- [Exercise data]
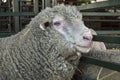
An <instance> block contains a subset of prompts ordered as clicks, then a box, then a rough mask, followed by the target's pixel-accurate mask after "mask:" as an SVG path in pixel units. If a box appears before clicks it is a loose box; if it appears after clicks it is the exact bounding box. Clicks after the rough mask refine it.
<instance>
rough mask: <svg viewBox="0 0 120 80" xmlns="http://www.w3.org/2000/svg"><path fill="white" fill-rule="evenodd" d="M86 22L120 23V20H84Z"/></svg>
mask: <svg viewBox="0 0 120 80" xmlns="http://www.w3.org/2000/svg"><path fill="white" fill-rule="evenodd" d="M83 21H86V22H120V20H103V19H102V20H97V19H88V20H87V19H83Z"/></svg>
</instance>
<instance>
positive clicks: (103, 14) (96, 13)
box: [81, 12, 120, 16]
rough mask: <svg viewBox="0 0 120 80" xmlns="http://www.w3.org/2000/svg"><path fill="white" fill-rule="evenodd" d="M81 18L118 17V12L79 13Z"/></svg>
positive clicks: (91, 12)
mask: <svg viewBox="0 0 120 80" xmlns="http://www.w3.org/2000/svg"><path fill="white" fill-rule="evenodd" d="M81 13H82V14H83V16H120V13H119V12H115V13H110V12H81Z"/></svg>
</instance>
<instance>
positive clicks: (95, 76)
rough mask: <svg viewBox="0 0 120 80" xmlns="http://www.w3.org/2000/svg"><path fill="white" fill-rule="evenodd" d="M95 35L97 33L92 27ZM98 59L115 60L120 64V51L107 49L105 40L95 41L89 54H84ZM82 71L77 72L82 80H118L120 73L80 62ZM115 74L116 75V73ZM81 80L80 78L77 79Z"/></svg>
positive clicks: (113, 61) (95, 65) (109, 61)
mask: <svg viewBox="0 0 120 80" xmlns="http://www.w3.org/2000/svg"><path fill="white" fill-rule="evenodd" d="M90 30H91V32H92V34H93V35H97V33H96V32H95V31H94V30H93V29H90ZM84 55H85V56H89V57H92V58H95V59H98V60H104V61H109V62H115V63H119V64H120V58H119V57H120V51H119V50H107V49H106V47H105V44H104V43H103V42H96V41H93V44H92V49H91V51H90V52H89V53H88V54H84ZM78 68H79V69H80V70H81V73H80V72H79V73H78V71H77V72H76V76H77V75H78V76H80V77H78V78H81V80H104V79H105V80H110V79H111V80H118V79H119V76H120V73H118V72H117V71H113V70H110V69H106V68H103V67H100V66H96V65H92V64H88V63H84V62H80V64H79V67H78ZM114 74H115V75H114ZM113 76H114V77H113ZM76 80H79V79H76Z"/></svg>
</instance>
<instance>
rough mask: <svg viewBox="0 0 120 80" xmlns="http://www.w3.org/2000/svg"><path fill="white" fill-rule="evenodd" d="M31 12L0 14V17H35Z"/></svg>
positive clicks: (22, 12)
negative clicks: (15, 16) (14, 16)
mask: <svg viewBox="0 0 120 80" xmlns="http://www.w3.org/2000/svg"><path fill="white" fill-rule="evenodd" d="M35 15H36V14H35V13H33V12H0V16H35Z"/></svg>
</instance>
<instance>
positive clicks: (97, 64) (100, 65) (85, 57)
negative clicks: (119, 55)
mask: <svg viewBox="0 0 120 80" xmlns="http://www.w3.org/2000/svg"><path fill="white" fill-rule="evenodd" d="M80 61H84V62H86V63H89V64H94V65H97V66H101V67H105V68H108V69H112V70H115V71H119V72H120V64H117V63H113V62H107V61H101V60H97V59H94V58H90V57H85V56H84V57H82V58H81V60H80Z"/></svg>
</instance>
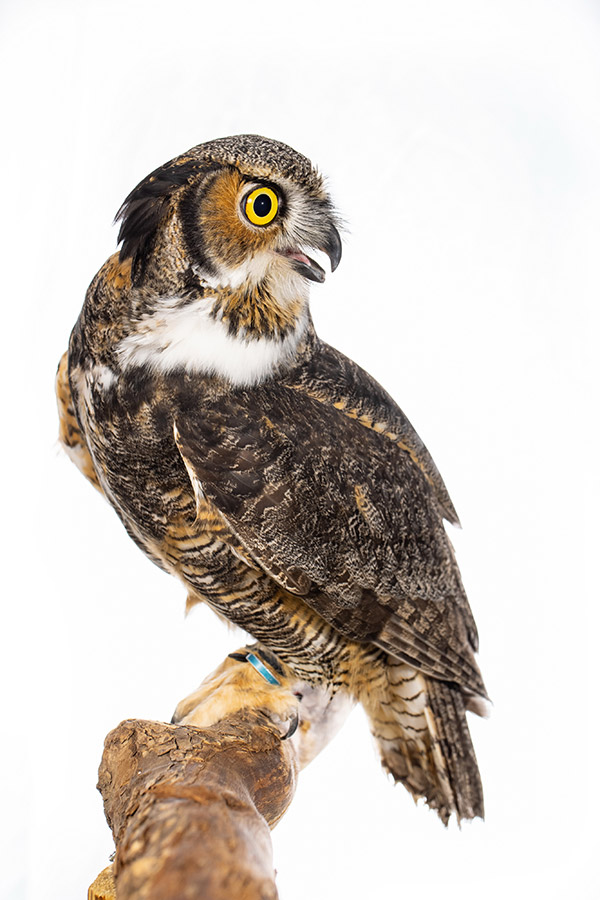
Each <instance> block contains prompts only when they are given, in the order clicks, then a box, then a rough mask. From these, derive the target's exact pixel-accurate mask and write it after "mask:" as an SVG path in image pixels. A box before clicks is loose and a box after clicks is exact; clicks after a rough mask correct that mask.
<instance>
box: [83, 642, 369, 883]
mask: <svg viewBox="0 0 600 900" xmlns="http://www.w3.org/2000/svg"><path fill="white" fill-rule="evenodd" d="M351 708H352V700H351V699H350V698H349V697H347V696H344V695H343V694H342V692H339V693H337V694H336V695H335V696H333V697H331V696H330V695H329V693H328V692H327V691H325V690H323V689H321V688H315V687H314V686H311V685H308V684H305V683H304V682H299V681H298V678H297V676H296V675H295V674H294V673H293V672H292V671H291V670H290V669H289V668H288V667H287V666H285V665H284V664H283V663H281V662H280V661H279V660H277V658H276V657H273V655H272V654H270V653H269V651H267V650H265V648H262V647H261V646H260V645H258V644H253V645H252V646H251V647H243V648H241V650H238V651H236V652H235V653H232V654H230V655H229V656H228V657H227V658H226V659H225V660H223V662H222V663H221V665H220V666H218V667H217V669H215V671H214V672H212V673H211V674H210V675H209V676H208V677H207V678H205V679H204V681H203V682H202V684H201V685H200V687H199V688H198V689H197V690H195V691H194V692H193V693H192V694H190V695H189V696H188V697H186V698H185V699H184V700H182V701H181V702H180V703H179V704H178V706H177V709H176V711H175V717H174V718H175V720H176V723H177V724H171V725H166V724H164V723H161V722H146V721H142V720H139V719H130V720H127V721H125V722H122V723H121V724H120V725H119V726H118V727H117V728H115V730H114V731H111V733H110V734H109V735H108V737H107V738H106V741H105V746H104V755H103V757H102V763H101V765H100V773H99V781H98V788H99V790H100V792H101V794H102V797H103V799H104V810H105V812H106V818H107V819H108V824H109V825H110V827H111V829H112V833H113V836H114V839H115V844H116V847H117V852H116V857H115V862H114V865H113V867H112V868H111V867H109V868H108V869H105V870H104V872H101V873H100V875H99V876H98V878H97V879H96V881H95V882H94V883H93V884H92V886H91V887H90V889H89V892H88V900H115V897H116V900H133V898H135V900H147V898H148V900H150V898H151V900H186V898H189V900H225V898H226V900H232V898H235V900H276V898H277V890H276V888H275V880H274V879H275V872H274V870H273V861H272V852H271V838H270V835H269V829H270V828H273V826H274V825H275V824H276V823H277V822H278V821H279V819H280V818H281V817H282V815H283V814H284V812H285V811H286V809H287V808H288V806H289V804H290V803H291V800H292V797H293V796H294V791H295V789H296V780H297V777H298V771H299V769H301V768H303V767H304V766H305V765H307V764H308V763H309V762H310V761H311V760H312V759H314V757H315V756H316V755H317V754H318V753H319V752H320V751H321V750H322V749H323V747H325V746H326V744H327V743H328V742H329V741H330V740H331V738H332V737H333V736H334V734H335V733H336V732H337V730H338V729H339V728H340V726H341V724H342V723H343V721H344V720H345V718H346V716H347V715H348V713H349V711H350V709H351ZM113 876H114V880H113ZM115 882H116V893H115Z"/></svg>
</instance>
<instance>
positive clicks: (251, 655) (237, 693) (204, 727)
mask: <svg viewBox="0 0 600 900" xmlns="http://www.w3.org/2000/svg"><path fill="white" fill-rule="evenodd" d="M297 684H298V679H297V678H296V677H295V676H294V675H293V673H292V671H291V669H288V667H284V666H282V665H281V664H280V663H278V670H277V671H274V669H273V667H272V666H270V665H269V663H268V662H265V660H264V659H263V655H262V653H261V652H260V650H259V649H258V648H257V646H253V647H243V648H242V649H241V650H239V651H236V652H235V653H232V654H230V655H229V656H228V657H227V658H226V659H225V660H224V661H223V662H222V663H221V665H220V666H218V668H216V669H215V671H214V672H212V673H211V674H210V675H209V676H208V677H207V678H205V679H204V681H203V682H202V684H201V685H200V687H199V688H198V689H197V690H195V691H193V693H191V694H190V695H189V696H188V697H186V698H185V699H184V700H182V701H181V702H180V703H179V704H178V705H177V708H176V710H175V713H174V715H173V718H172V720H171V721H172V722H173V723H176V724H183V725H195V726H196V727H197V728H207V727H209V726H210V725H214V724H215V723H216V722H219V721H220V720H221V719H224V718H226V717H227V716H230V715H233V714H234V713H236V712H238V711H239V710H241V709H247V708H250V709H259V710H261V711H263V712H264V713H265V714H266V715H267V716H268V718H269V719H270V720H271V722H272V723H273V724H274V725H275V726H276V728H277V730H278V731H279V733H280V734H281V737H282V739H286V738H289V737H291V736H292V735H293V734H294V732H295V731H296V728H297V727H298V721H299V706H300V699H301V697H300V693H299V692H298V691H297Z"/></svg>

- [Your task]
Word for word, restate the lines above from the line containing "positive clicks: (91, 12)" through the line containing "positive clicks: (95, 76)", with both included and nothing else.

- [Expected output]
positive clicks: (91, 12)
mask: <svg viewBox="0 0 120 80" xmlns="http://www.w3.org/2000/svg"><path fill="white" fill-rule="evenodd" d="M81 13H82V14H83V16H120V13H119V12H115V13H110V12H81Z"/></svg>
</instance>
<instance>
positive clicks: (95, 76)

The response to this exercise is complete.